• _Set task_:
How many lines in the material below contain the string "distant"? Reply with the number alone.

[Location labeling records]
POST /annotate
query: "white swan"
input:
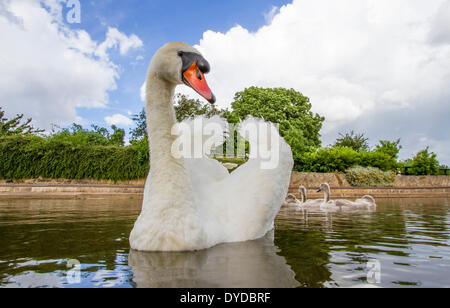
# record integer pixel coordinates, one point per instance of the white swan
(366, 202)
(194, 204)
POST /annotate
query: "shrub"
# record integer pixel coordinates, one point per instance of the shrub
(339, 159)
(31, 157)
(424, 163)
(369, 176)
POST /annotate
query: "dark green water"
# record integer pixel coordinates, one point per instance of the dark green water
(404, 243)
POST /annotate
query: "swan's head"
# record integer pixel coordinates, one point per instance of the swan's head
(180, 63)
(324, 187)
(369, 199)
(290, 197)
(302, 190)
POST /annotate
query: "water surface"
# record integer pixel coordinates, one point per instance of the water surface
(84, 243)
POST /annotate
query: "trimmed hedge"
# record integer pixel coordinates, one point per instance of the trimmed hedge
(369, 176)
(339, 159)
(23, 157)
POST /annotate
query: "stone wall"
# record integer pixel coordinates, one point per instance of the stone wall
(405, 187)
(339, 180)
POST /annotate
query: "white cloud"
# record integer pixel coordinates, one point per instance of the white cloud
(115, 38)
(47, 69)
(271, 14)
(353, 58)
(119, 120)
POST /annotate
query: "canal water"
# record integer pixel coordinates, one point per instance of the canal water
(84, 243)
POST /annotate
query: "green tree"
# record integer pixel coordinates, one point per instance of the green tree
(392, 148)
(9, 127)
(425, 163)
(285, 107)
(76, 135)
(186, 108)
(352, 140)
(140, 131)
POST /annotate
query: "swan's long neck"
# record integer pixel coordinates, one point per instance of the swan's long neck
(326, 197)
(160, 120)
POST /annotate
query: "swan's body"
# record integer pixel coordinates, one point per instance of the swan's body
(308, 203)
(366, 202)
(291, 201)
(193, 204)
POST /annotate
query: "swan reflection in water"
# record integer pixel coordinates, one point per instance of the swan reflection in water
(252, 264)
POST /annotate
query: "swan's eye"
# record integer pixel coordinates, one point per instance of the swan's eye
(199, 76)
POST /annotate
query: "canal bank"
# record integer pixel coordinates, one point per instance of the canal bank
(404, 187)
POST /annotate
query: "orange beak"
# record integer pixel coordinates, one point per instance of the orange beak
(194, 78)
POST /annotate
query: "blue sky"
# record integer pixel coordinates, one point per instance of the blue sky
(376, 67)
(155, 23)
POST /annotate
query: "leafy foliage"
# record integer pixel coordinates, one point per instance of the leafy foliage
(77, 135)
(392, 148)
(425, 163)
(9, 127)
(369, 176)
(286, 107)
(339, 159)
(352, 140)
(186, 108)
(32, 157)
(140, 131)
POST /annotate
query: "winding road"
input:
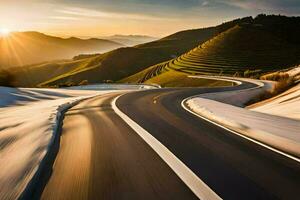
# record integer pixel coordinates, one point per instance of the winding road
(102, 157)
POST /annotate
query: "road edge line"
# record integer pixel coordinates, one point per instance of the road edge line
(237, 133)
(196, 185)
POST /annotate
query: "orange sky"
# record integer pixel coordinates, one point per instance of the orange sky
(91, 18)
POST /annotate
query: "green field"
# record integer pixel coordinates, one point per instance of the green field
(246, 47)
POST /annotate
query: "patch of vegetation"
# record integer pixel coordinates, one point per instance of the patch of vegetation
(248, 49)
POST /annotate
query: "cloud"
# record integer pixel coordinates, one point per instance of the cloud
(90, 13)
(65, 18)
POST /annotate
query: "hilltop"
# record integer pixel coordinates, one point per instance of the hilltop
(113, 65)
(130, 40)
(242, 47)
(248, 49)
(23, 48)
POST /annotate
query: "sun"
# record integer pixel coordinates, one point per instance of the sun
(4, 31)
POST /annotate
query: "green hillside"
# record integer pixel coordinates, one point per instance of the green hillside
(24, 48)
(243, 47)
(247, 49)
(113, 65)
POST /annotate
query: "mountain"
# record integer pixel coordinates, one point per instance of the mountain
(249, 49)
(130, 40)
(113, 65)
(243, 47)
(23, 48)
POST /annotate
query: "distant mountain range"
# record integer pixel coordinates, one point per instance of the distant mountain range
(23, 48)
(130, 40)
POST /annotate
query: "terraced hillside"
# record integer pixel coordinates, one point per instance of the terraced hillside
(244, 50)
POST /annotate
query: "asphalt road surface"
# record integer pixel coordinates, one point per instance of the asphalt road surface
(101, 157)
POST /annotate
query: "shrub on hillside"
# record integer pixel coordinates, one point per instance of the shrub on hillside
(6, 78)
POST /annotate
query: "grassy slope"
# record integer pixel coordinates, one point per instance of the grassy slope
(115, 64)
(244, 47)
(23, 48)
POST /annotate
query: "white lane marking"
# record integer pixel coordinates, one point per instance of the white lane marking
(198, 187)
(239, 134)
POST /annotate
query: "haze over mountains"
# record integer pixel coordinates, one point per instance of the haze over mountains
(23, 48)
(259, 45)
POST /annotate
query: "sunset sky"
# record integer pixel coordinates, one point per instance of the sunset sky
(94, 18)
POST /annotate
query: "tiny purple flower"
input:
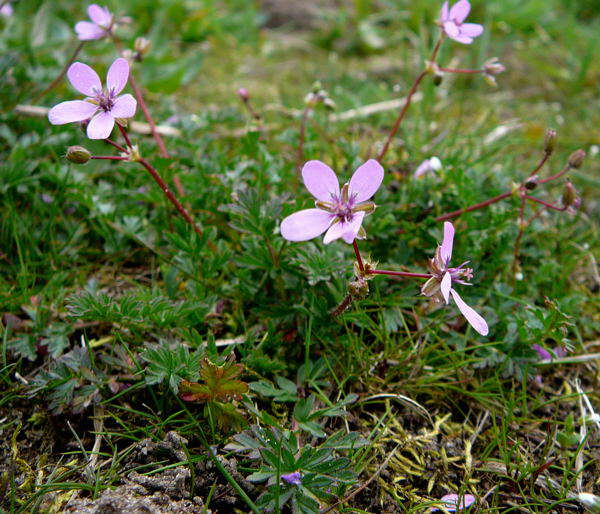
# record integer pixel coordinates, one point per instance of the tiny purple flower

• _Solution below_:
2